Point annotation records:
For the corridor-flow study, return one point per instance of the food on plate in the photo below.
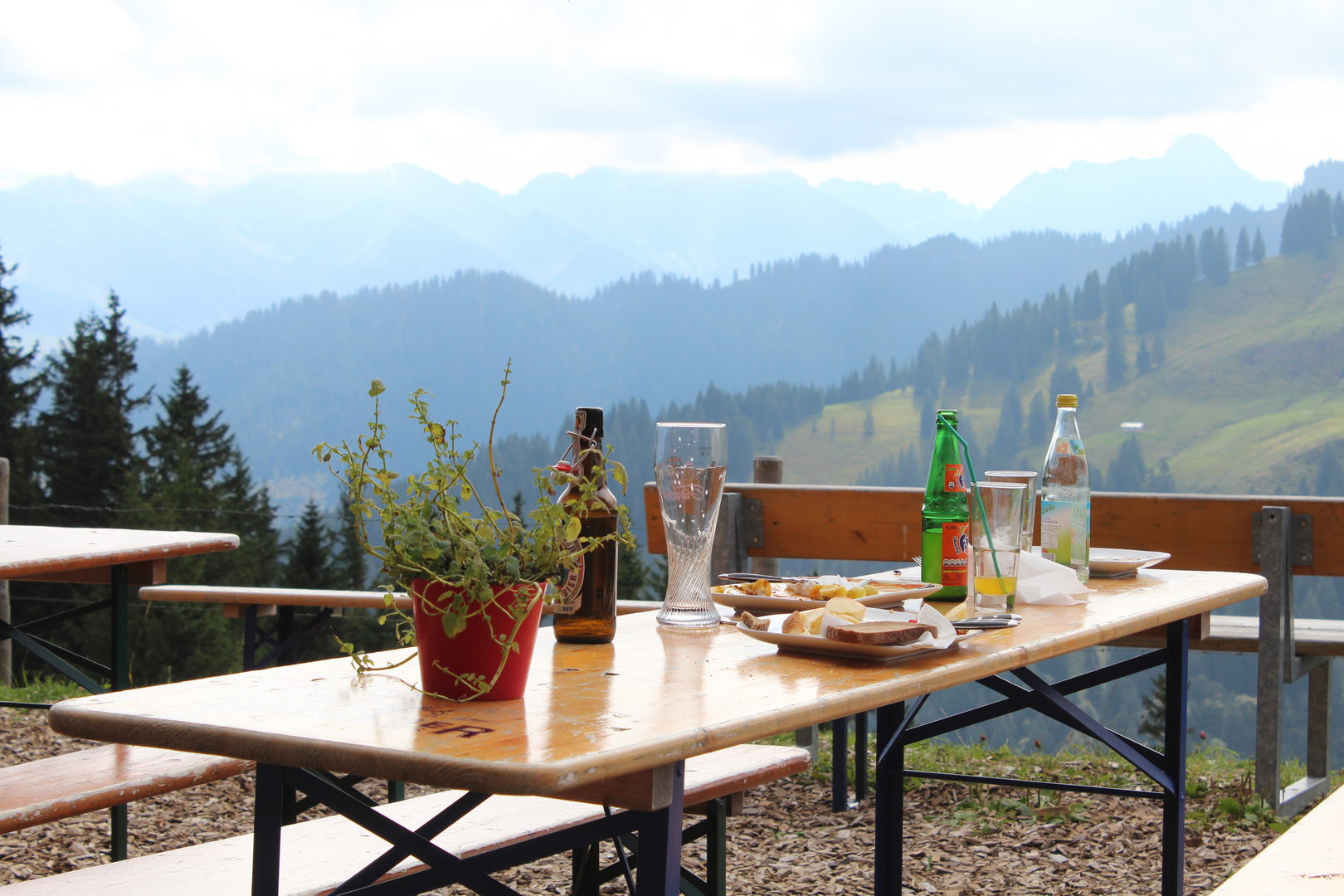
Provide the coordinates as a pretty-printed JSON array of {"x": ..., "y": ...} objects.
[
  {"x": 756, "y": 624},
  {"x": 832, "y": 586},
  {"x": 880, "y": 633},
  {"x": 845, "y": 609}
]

**Set task:**
Reproduce the material above word for word, omitting the pictures from your answer.

**Complete output:**
For the corridor-flow study, return one point per instance of the food on plate in the photo below.
Provide the coordinates as a pretty-printed JSON array of {"x": ..., "y": ...} objects.
[
  {"x": 756, "y": 624},
  {"x": 832, "y": 586},
  {"x": 880, "y": 633},
  {"x": 845, "y": 609}
]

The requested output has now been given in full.